◆ Your assignment ◆
Output every record precisely.

◆ Saved entries ◆
--

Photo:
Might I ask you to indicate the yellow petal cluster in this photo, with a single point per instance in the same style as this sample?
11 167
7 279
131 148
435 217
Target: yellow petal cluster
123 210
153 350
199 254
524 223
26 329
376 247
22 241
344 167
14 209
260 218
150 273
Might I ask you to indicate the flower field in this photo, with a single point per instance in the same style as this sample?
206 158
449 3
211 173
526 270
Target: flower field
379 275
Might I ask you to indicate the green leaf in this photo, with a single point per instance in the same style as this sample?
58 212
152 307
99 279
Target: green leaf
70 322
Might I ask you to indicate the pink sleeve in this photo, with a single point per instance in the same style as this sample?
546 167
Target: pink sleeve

--

◆ Task response ◆
Photo:
Might I ask you to indicate the yellow petal cluster in this photo, with a single point per instance in the same style as this sample?
11 167
7 279
131 148
435 217
Target: yellow petal cluster
123 210
153 350
199 254
524 223
26 329
376 247
22 241
344 167
14 209
260 218
150 273
Might I ask you to indicate the flower field in this photo, with a single point per instance in the same style as this sample?
206 158
449 3
211 173
526 270
Target: flower field
379 275
Might I ask you to indicate the green leaf in this photo, with a single point per instance in the same style as this sample?
58 212
152 307
99 279
Target: green leaf
70 322
Might I ask you to indicate the pink sleeve in this photo, with a single point per instance in the same style as this sample?
546 167
Target: pink sleeve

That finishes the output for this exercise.